RECORDS PROVIDED
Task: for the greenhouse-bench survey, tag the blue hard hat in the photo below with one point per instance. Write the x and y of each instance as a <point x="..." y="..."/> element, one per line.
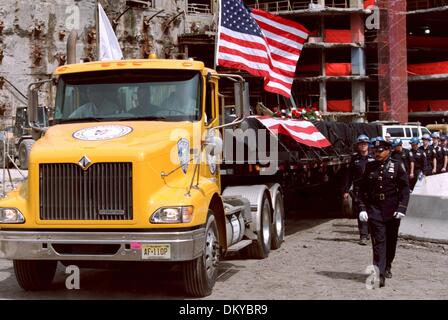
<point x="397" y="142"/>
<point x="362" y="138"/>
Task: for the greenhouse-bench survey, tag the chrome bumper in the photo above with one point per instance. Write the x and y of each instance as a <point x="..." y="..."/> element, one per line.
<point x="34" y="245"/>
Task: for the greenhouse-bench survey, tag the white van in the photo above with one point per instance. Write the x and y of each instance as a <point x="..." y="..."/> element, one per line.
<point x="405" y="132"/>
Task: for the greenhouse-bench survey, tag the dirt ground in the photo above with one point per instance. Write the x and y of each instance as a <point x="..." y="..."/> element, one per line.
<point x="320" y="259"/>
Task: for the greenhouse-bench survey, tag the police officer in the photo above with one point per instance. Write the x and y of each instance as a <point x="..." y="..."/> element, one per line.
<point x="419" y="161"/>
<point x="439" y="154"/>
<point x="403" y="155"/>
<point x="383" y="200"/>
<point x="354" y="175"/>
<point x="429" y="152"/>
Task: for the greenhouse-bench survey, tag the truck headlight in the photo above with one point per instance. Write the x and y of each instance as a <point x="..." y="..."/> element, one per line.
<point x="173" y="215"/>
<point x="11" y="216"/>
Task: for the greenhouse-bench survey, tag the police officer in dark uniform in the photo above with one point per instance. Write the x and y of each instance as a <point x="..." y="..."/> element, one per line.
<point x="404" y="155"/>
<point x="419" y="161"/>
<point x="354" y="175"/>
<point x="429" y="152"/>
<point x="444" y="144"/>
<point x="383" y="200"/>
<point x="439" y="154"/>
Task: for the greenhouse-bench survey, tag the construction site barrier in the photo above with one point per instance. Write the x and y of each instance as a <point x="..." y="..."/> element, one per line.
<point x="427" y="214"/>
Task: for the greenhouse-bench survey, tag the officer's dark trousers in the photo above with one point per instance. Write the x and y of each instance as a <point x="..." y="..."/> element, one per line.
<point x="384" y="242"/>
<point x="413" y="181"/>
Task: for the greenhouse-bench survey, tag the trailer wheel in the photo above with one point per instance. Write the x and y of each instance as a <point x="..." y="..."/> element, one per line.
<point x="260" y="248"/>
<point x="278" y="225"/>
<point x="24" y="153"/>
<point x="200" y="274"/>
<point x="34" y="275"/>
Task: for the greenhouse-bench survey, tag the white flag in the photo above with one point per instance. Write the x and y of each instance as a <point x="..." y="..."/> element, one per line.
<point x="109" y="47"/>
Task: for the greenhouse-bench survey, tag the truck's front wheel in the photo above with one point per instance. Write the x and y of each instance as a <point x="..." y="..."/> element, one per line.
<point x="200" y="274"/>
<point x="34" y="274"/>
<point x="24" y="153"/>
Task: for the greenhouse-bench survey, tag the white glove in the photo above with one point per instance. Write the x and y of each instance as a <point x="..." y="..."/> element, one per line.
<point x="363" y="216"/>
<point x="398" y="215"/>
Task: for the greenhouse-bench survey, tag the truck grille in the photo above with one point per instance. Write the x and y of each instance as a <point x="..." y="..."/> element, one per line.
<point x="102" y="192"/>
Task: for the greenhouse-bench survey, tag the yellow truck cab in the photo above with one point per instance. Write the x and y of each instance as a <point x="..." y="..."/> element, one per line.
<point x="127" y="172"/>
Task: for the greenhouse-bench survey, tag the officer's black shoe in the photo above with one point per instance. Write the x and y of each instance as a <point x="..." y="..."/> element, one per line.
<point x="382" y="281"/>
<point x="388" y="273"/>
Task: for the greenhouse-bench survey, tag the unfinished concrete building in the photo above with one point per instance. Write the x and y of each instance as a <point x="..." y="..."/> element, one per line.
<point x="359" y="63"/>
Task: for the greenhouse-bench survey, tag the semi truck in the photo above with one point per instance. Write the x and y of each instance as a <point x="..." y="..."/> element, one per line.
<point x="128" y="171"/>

EXERCISE OBJECTIVE
Would you output the data exactly, without any of its images?

OUTPUT BELOW
Task: for the greenhouse-bench survey, tag the blue hard hat in the photo below with one point per instance. Write the x and y of each instance as a <point x="..." y="..."/> element, one per line.
<point x="397" y="142"/>
<point x="362" y="138"/>
Task: for the greenhouse-bench survey, tag the chrome bumper in the photo above with one point per instance. Write the x and y of each instance as a <point x="..." y="..."/> element, one per line.
<point x="34" y="245"/>
Task: for the greenhouse-bench survey, tag the white van in the photo above with one point per instance. Write the x and y of each instance as a <point x="..." y="..."/> element, one per line.
<point x="405" y="132"/>
Task: for the greenhouse-bench survey, tag the dirt ground in the photo above with one point per instance. Write the x and y of each instance as a <point x="..." y="..."/> element, one per line.
<point x="320" y="259"/>
Task: for the greenhouse-bench survey, tag the police officer in the photo above with one point per instance. Write the x and y of each instance as a <point x="..." y="..."/> element, one per line.
<point x="419" y="161"/>
<point x="439" y="154"/>
<point x="403" y="155"/>
<point x="383" y="200"/>
<point x="354" y="175"/>
<point x="429" y="152"/>
Task: for the greenhouse-bench survey, tag the truck headlight in the photo above with one point per instance. Write the x and y of each instance as a <point x="..." y="..."/> element, one per line.
<point x="173" y="215"/>
<point x="11" y="216"/>
Task: for the greenhouse-bench survey, tag the police officer in dark uniform in the photo above with one point per instance. Write the x and y of each instance as a <point x="..." y="..."/> element, one per line.
<point x="404" y="155"/>
<point x="419" y="161"/>
<point x="354" y="175"/>
<point x="429" y="152"/>
<point x="444" y="144"/>
<point x="383" y="200"/>
<point x="439" y="154"/>
Task: for the greenhouse-bench survey, tag the construction site barrier in the photo above with one point per instance. Write the x and y of each instance as a <point x="..." y="..."/> element, one per line.
<point x="427" y="214"/>
Task: for the greenhouse-bench survey, tag the officer's dark trousers in the photo above with one point per instance. Write the x and y of each instance as a <point x="..." y="..."/> element, one per line.
<point x="384" y="242"/>
<point x="413" y="181"/>
Task: for the greenhouse-bench survey, tag the trailer wheel in the photo above with one point per instance. Write the x and y of each instance as a <point x="..." y="..."/> element, one per line.
<point x="260" y="248"/>
<point x="278" y="225"/>
<point x="24" y="153"/>
<point x="200" y="274"/>
<point x="34" y="275"/>
Task: for the greenhouse-bench survey, tag the white flag in the photo above with one point per instance. Write the x and y of each instance as a <point x="..." y="..."/> element, one per line.
<point x="109" y="47"/>
Task: for the greenhouse-bench survey, tag the truck's front wheel in the photo above with one point per instance. Write the x and y of each instance as a <point x="..." y="..."/> element, one per line.
<point x="200" y="274"/>
<point x="34" y="274"/>
<point x="24" y="153"/>
Task: for the greenhouse-bench survey, tag the white glove in the photo above with one point per instance. Write the x and y of each instance as a <point x="..." y="..."/> element, one per line.
<point x="363" y="216"/>
<point x="398" y="215"/>
Task: for the greenhouse-bench survey, tag the truck grille in the photo above with one point per instance. Write the x and y of each instance as a <point x="..." y="..."/> element, one per line.
<point x="102" y="192"/>
Task: for the greenhouse-bench survey, tag the yellow truck cab in the photo above with one point per instance. Write the x and y of each instance as a <point x="..." y="..."/> element, one per line.
<point x="127" y="172"/>
Task: for the greenhouse-bench survey, tag the officer's black shoe in the photo above with one point per instance. Write the x and y of each instance as a <point x="..." y="..."/> element, one per line.
<point x="382" y="281"/>
<point x="388" y="273"/>
Task: for the greenhouse-bench survey, tag the unfinished concrete building in the photo above with one point per instance. Write the x and y of each instance as a <point x="..." y="..."/> element, one per line.
<point x="359" y="63"/>
Task: for the greenhouse-bench survey, tag the semi truck in the photo above with one point per instance. Write the x and y of each instance as a <point x="..." y="..."/> element, one per line.
<point x="128" y="171"/>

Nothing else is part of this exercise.